▶ _PROBLEM STATEMENT_: Starting at the line containing "[tag] large green" and going on through the line containing "Target: large green leaf", write out the records as a numbered list, skipping any blank lines.

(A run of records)
────────────────────────────────────────

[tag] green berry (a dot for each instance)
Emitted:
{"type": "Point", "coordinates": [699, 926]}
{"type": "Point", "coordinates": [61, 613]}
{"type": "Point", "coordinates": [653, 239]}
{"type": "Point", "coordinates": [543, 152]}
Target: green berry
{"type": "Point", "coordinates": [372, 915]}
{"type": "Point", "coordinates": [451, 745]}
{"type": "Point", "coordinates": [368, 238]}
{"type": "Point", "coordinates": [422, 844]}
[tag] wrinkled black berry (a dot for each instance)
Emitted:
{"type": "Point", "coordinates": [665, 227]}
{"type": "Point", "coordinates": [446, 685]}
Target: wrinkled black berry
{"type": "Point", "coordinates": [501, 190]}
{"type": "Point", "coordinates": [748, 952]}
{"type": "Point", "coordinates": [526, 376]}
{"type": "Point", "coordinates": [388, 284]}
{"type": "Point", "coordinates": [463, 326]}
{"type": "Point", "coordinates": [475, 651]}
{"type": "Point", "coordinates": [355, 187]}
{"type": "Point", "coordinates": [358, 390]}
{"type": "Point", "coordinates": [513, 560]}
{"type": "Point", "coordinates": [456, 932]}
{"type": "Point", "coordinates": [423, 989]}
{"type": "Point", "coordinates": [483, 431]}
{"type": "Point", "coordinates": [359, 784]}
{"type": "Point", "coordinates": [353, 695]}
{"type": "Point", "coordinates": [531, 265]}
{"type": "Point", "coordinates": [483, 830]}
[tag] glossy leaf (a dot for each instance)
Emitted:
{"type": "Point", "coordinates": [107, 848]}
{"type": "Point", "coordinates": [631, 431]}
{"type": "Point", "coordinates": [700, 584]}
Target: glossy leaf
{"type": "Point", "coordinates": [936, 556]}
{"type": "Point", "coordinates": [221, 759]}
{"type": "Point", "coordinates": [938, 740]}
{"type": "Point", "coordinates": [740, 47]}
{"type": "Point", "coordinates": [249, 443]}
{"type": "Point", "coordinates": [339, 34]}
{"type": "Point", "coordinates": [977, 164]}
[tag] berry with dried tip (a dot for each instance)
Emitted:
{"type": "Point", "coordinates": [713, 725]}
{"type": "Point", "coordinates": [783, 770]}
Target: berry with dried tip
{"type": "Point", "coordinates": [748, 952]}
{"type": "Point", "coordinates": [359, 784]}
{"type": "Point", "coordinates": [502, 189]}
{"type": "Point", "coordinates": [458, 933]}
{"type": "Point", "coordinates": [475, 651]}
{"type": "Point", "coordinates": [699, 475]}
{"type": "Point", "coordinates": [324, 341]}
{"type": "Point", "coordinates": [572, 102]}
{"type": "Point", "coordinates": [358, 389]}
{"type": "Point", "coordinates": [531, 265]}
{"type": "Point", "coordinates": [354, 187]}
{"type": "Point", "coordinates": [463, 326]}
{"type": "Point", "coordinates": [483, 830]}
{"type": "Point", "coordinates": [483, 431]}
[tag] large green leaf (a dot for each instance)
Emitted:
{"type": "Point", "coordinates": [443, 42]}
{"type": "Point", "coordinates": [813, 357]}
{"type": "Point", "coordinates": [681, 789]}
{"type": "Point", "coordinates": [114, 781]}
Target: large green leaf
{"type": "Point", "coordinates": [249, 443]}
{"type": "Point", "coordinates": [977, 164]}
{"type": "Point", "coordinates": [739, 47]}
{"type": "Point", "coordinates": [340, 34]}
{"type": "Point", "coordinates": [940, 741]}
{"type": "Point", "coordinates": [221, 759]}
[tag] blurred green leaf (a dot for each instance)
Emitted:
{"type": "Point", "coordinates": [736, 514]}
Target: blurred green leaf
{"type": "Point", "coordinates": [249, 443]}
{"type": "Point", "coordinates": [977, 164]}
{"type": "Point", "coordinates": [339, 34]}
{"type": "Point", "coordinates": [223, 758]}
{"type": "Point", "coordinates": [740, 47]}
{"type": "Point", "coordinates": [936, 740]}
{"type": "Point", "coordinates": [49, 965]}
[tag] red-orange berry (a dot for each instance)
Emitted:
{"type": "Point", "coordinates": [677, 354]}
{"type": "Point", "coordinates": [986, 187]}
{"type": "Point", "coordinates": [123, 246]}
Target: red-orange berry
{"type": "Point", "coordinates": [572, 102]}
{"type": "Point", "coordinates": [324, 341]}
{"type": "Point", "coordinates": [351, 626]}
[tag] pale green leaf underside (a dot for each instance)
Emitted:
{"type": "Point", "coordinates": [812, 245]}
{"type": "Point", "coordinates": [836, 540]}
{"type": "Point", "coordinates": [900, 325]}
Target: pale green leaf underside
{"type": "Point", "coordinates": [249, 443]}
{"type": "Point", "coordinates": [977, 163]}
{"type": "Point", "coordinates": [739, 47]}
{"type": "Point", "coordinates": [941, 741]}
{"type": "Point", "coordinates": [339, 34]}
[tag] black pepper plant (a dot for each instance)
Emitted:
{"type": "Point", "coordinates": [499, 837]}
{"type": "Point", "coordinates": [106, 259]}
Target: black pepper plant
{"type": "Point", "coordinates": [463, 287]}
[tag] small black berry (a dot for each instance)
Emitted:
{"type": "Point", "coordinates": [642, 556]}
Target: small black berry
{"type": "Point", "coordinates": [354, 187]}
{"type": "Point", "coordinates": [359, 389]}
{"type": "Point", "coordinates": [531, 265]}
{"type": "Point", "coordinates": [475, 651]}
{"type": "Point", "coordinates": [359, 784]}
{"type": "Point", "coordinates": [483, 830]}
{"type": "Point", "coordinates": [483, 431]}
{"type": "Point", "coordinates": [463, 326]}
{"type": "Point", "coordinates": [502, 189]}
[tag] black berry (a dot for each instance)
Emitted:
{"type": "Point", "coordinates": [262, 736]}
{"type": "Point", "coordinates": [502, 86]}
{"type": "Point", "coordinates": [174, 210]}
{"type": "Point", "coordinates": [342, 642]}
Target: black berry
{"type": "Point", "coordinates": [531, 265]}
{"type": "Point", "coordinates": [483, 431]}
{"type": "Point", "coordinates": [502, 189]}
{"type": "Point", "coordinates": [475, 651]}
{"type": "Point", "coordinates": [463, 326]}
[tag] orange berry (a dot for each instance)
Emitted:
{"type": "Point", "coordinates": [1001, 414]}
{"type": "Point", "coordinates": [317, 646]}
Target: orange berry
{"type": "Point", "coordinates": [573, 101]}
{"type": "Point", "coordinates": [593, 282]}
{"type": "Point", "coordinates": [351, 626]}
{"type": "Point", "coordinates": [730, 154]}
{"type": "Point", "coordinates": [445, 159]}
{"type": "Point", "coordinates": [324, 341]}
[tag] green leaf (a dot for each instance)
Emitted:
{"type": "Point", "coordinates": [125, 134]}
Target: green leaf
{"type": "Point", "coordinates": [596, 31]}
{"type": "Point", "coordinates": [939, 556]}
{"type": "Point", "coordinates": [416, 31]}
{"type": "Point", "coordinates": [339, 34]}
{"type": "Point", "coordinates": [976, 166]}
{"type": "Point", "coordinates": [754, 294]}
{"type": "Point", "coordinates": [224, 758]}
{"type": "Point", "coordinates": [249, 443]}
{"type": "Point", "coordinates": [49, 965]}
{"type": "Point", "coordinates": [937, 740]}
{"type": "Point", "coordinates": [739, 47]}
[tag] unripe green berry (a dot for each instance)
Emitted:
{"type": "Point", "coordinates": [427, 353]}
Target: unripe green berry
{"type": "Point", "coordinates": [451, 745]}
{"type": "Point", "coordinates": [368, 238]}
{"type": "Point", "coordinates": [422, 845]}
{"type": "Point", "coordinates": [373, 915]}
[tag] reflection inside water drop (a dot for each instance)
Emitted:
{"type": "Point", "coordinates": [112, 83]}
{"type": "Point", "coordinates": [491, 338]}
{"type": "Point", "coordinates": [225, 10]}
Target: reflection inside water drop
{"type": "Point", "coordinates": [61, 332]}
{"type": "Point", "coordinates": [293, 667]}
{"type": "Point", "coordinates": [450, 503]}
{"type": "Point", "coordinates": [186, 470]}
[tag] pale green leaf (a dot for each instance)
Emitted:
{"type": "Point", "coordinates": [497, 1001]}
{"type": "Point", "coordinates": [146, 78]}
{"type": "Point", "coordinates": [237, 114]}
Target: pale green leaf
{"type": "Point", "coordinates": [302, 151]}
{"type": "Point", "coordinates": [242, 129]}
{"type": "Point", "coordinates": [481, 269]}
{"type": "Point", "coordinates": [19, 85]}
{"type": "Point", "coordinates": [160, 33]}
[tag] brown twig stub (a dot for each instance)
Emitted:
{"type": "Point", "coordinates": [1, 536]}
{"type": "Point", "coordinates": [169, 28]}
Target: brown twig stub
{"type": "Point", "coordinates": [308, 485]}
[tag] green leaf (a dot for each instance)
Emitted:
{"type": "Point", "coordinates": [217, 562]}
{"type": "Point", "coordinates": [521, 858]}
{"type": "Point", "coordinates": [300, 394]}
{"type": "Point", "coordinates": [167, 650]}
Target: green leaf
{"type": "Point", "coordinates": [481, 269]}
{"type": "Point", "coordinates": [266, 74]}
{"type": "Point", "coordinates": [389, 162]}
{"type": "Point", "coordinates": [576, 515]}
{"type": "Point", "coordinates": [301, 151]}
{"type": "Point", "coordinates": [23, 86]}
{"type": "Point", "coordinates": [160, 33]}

────────────────────────────────────────

▶ _SOLUTION_:
1. [tag] large green leaf (a dot for each instance)
2. Emitted:
3. {"type": "Point", "coordinates": [443, 42]}
4. {"type": "Point", "coordinates": [813, 357]}
5. {"type": "Point", "coordinates": [681, 789]}
6. {"type": "Point", "coordinates": [114, 781]}
7. Target: large green leaf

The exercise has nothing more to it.